# [TASK TO COMPLETE]
Copy out the excerpt on dry gas seal face design word for word, from its title through the end of the second section.

# [SOURCE EXCERPT]
------------------------------------------------------------------------

Seal Face Design of Dry Running Seal Assembly to Reduce Gas Leakage

Abstract

Mechanical seal designs have always been a challenge, as there are various working conditions related to the seal. Hydrostatic load, mechanical load, surface roughness, seal film thickness, physical and chemical nature of the working fluid have affected the seal design. The paper examines the development of non-contacting dry gas seal face with rotating groove technology that has a longer life span than mechanical seals. The performance of the seal is predicted by comparing the design from the data used to determine the forces that affect gas seals with the experimental data, and the results are discussed.

1 Introduction

Fluid hydrodynamic pressure operates on a non-contact and steady seal faces. The secondary seal, stator, rotor, rotor seat and elastic component make up the gas seal. For gas seal face, design calculations different seal parameters are selected. The force analysis is studied, and sealing performance is evaluated based on set conditions. For a dry gas face seal, filtering, dehumidifying, and saving the heat flux are required to ensure the long-term continuous functioning of auxiliary system (pumps and compressors). It is also necessary to consider the design of an auxiliary system.

2 Process of Seal Design

As a non-contacting seal, the gas face seal should have a long service life as no wear occurs on its face. Weightage in balancing the force in gas seal design can yield more accurate results than the design of mechanical seals. The working principle, design parameters and the design process of the contact mechanical seal differ from the dry gas seal. To make designs successful, the balance ratios or area ratios are considered. Seal ring balance radius is directly linked to force balance in the design [1].

------------------------------------------------------------------------

# [RECORDED DATA]
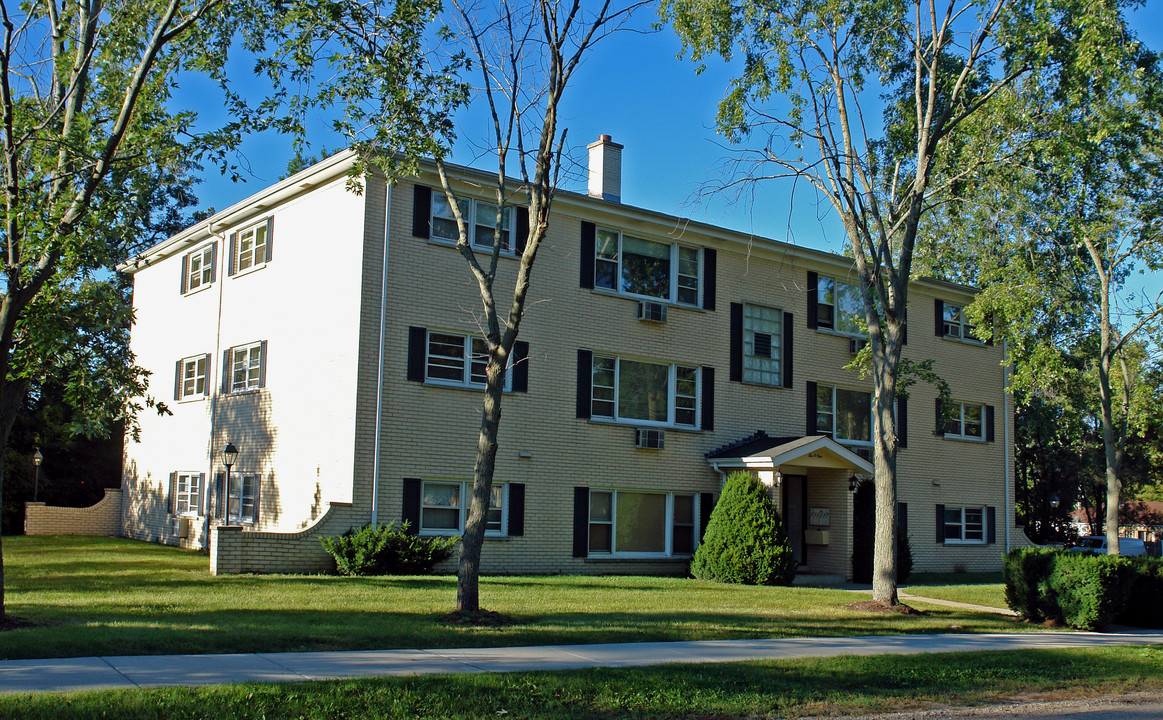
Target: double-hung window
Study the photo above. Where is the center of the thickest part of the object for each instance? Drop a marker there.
(964, 420)
(444, 507)
(480, 218)
(646, 268)
(844, 414)
(639, 524)
(840, 306)
(643, 392)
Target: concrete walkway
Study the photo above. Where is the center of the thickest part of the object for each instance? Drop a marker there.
(188, 670)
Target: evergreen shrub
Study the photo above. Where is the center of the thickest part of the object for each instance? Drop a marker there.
(386, 549)
(746, 541)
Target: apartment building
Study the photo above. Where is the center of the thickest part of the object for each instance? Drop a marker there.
(333, 339)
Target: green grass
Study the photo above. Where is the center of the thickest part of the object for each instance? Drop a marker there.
(985, 589)
(115, 597)
(770, 689)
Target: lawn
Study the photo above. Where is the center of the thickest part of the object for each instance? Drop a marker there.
(93, 596)
(769, 689)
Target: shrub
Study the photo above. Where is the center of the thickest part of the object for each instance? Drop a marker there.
(1144, 606)
(386, 549)
(746, 541)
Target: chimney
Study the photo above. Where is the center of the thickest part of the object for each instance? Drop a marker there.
(606, 169)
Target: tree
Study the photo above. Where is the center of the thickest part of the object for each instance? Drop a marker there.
(820, 57)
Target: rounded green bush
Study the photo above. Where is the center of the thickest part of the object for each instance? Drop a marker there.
(746, 541)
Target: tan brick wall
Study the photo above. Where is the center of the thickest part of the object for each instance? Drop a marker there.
(100, 519)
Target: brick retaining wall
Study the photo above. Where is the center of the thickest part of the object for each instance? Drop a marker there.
(100, 519)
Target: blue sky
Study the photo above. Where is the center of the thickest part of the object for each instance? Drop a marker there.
(634, 88)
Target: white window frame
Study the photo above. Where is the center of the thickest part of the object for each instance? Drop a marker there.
(204, 276)
(464, 487)
(963, 525)
(677, 286)
(252, 377)
(669, 522)
(833, 433)
(758, 369)
(692, 404)
(187, 494)
(470, 209)
(250, 234)
(190, 372)
(471, 360)
(830, 325)
(957, 415)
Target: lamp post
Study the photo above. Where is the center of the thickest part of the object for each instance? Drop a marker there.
(37, 458)
(229, 454)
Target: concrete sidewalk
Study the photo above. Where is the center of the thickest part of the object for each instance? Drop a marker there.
(166, 670)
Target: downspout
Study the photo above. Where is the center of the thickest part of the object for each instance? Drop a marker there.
(1005, 435)
(379, 372)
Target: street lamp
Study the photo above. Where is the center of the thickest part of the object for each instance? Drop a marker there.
(229, 454)
(37, 458)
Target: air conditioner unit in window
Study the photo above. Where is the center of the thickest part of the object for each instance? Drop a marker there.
(648, 439)
(651, 312)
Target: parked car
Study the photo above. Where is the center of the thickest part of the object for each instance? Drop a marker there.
(1128, 547)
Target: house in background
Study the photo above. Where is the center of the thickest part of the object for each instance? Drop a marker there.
(332, 339)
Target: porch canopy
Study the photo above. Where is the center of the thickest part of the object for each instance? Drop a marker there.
(763, 453)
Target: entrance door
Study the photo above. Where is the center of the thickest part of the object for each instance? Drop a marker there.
(796, 514)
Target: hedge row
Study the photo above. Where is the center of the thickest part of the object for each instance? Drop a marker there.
(1084, 591)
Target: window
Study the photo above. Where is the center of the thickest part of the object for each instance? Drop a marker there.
(646, 268)
(840, 307)
(641, 392)
(250, 247)
(964, 525)
(956, 323)
(187, 493)
(444, 508)
(458, 360)
(763, 330)
(192, 378)
(844, 414)
(245, 368)
(964, 420)
(641, 524)
(479, 215)
(198, 269)
(242, 497)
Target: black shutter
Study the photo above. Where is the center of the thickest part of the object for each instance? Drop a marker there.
(787, 349)
(516, 510)
(707, 400)
(710, 283)
(411, 510)
(736, 342)
(585, 382)
(421, 211)
(418, 353)
(813, 298)
(589, 237)
(812, 427)
(262, 364)
(901, 421)
(520, 366)
(522, 229)
(706, 504)
(580, 521)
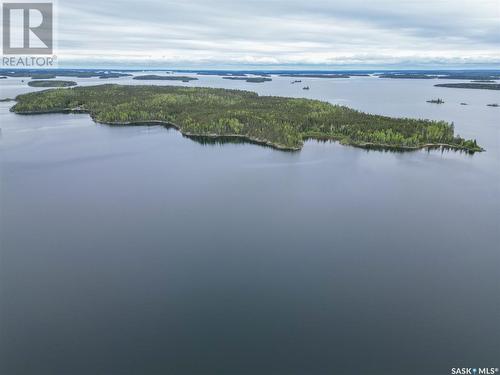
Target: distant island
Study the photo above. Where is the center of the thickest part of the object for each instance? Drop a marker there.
(282, 123)
(153, 77)
(52, 73)
(477, 86)
(317, 75)
(249, 79)
(51, 83)
(43, 76)
(463, 75)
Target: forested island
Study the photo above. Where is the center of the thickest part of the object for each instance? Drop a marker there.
(477, 86)
(51, 83)
(153, 77)
(283, 123)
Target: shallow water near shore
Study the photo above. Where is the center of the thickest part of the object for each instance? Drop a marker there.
(129, 250)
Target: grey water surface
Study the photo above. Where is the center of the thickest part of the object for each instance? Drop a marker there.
(134, 250)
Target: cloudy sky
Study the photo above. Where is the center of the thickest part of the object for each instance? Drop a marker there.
(279, 33)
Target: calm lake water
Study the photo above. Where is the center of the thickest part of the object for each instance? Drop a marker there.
(133, 250)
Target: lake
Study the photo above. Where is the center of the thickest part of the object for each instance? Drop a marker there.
(134, 250)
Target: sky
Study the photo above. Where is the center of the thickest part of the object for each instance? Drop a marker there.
(315, 34)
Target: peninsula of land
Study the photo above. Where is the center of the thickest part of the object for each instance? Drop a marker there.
(282, 123)
(51, 83)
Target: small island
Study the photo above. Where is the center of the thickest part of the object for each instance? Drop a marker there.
(477, 86)
(282, 123)
(43, 76)
(249, 79)
(52, 83)
(436, 101)
(153, 77)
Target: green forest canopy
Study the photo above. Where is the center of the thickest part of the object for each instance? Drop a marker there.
(277, 121)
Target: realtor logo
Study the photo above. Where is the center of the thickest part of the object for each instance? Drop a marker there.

------------------------------------------------------------------------

# [SOLUTION TO THIS TASK]
Seal Face Design of Dry Running Seal Assembly to Reduce Gas Leakage

Abstract

Mechanical seal designs have always been a challenge, as there are various working conditions related to the seal. Hydrostatic load, mechanical load, surface roughness, seal film thickness, physical and chemical nature of the working fluid have affected the seal design. The paper examines the development of non-contacting dry gas seal face with rotating groove technology that has a longer life span than mechanical seals. The performance of the seal is predicted by comparing the design from the data used to determine the forces that affect gas seals with the experimental data, and the results are discussed.

1 Introduction

Fluid hydrodynamic pressure operates on a non-contact and steady seal faces. The secondary seal, stator, rotor, rotor seat and elastic component make up the gas seal. For gas seal face, design calculations different seal parameters are selected. The force analysis is studied, and sealing performance is evaluated based on set conditions. For a dry gas face seal, filtering, dehumidifying, and saving the heat flux are required to ensure the long-term continuous functioning of auxiliary system (pumps and compressors). It is also necessary to consider the design of an auxiliary system.

2 Process of Seal Design

As a non-contacting seal, the gas face seal should have a long service life as no wear occurs on its face. Weightage in balancing the force in gas seal design can yield more accurate results than the design of mechanical seals. The working principle, design parameters and the design process of the contact mechanical seal differ from the dry gas seal. To make designs successful, the balance ratios or area ratios are considered. Seal ring balance radius is directly linked to force balance in the design [1].